Short exercise: Leave out the pictures and repeat the data exactly.

Saved entries
>>>

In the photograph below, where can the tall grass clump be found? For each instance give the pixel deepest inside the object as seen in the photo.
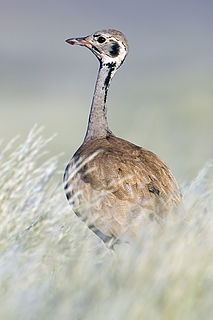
(53, 267)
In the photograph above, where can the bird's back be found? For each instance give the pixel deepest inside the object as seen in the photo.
(112, 183)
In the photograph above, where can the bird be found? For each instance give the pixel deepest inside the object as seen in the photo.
(112, 183)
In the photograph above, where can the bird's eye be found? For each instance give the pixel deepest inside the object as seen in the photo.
(101, 39)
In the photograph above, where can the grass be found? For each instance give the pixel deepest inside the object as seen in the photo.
(53, 267)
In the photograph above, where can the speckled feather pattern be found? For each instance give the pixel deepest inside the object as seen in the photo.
(121, 183)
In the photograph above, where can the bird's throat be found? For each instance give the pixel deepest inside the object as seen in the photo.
(97, 124)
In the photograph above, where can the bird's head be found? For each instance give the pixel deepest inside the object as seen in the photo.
(109, 46)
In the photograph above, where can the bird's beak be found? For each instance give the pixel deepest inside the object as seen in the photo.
(79, 41)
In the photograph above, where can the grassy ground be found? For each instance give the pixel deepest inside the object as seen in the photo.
(53, 267)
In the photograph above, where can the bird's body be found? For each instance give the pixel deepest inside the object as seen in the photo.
(111, 182)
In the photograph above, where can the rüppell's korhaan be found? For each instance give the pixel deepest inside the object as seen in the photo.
(110, 182)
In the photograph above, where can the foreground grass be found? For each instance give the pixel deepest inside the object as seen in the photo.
(53, 267)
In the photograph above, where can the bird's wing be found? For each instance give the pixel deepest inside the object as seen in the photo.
(130, 175)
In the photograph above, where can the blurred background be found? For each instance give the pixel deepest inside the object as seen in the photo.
(161, 98)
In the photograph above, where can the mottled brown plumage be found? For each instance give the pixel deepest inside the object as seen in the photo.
(110, 182)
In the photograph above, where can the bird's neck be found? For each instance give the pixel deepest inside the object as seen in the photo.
(97, 124)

<<<

Result of the task:
In the photograph below, where can the tall grass clump be found? For each instance give the pixel deepest inside the object as seen in the photo.
(53, 267)
In the photograph above, where can the bird's back be found? For each instance give the pixel deepest inside the object as seen in the photo.
(112, 183)
In the photograph above, where can the bird be found? For each instance give the pixel deepest inside the object as seen in the photo.
(112, 183)
In the photograph above, where can the bird's eye be found? For each instance give the pixel deepest inside the object as seen in the photo.
(101, 39)
In the photograph above, where can the grass be found? For each instance give the pixel deepest inside the object as seen in the photo.
(53, 267)
In the photograph above, where can the speckled feather pattern be found? For each instance give the pixel deepest inside the object as seen in the photo.
(121, 183)
In the photograph above, where can the bird's throat be found? For each instance give the pixel deepest inside the object as seen in the photo.
(97, 124)
In the photograph above, where can the bird's head be found? For each instance give the pixel deepest inside the object as seen in the photo.
(109, 46)
In the photograph above, where can the bird's beak be found? For each instance give the pixel deepest inside the object as seen in the photo.
(79, 41)
In the photograph above, where can the grassy ground be found? For each instance give the pixel deepest inside the object as seen in the photo.
(53, 267)
In the photograph above, where can the bird's body be found? For each instance give the pixel deepest inside the object as seen in the photo.
(111, 182)
In the photograph above, where can the rüppell's korhaan be found? For each instance give the pixel deepest inside the object as seen in the photo.
(110, 182)
In the photograph above, where can the foreground grass be found? For each instance give the pixel deepest inside the object as seen in the photo.
(53, 267)
In the photograph above, where can the bird's wing be found? For each instance give the pixel deepest inside the object as seen in the photo.
(130, 175)
In the photograph above, where can the blurred background be found? For each instance give the pixel deepest inside the object as seen in the photo.
(161, 98)
In the photograph above, where can the mottled brown plumage be found? For each instance give the pixel deepest inside the object as seen in the photo.
(110, 182)
In the photograph above, where can the bird's neck be found? For each instance give the pixel deepest inside the object as seen in the photo.
(97, 124)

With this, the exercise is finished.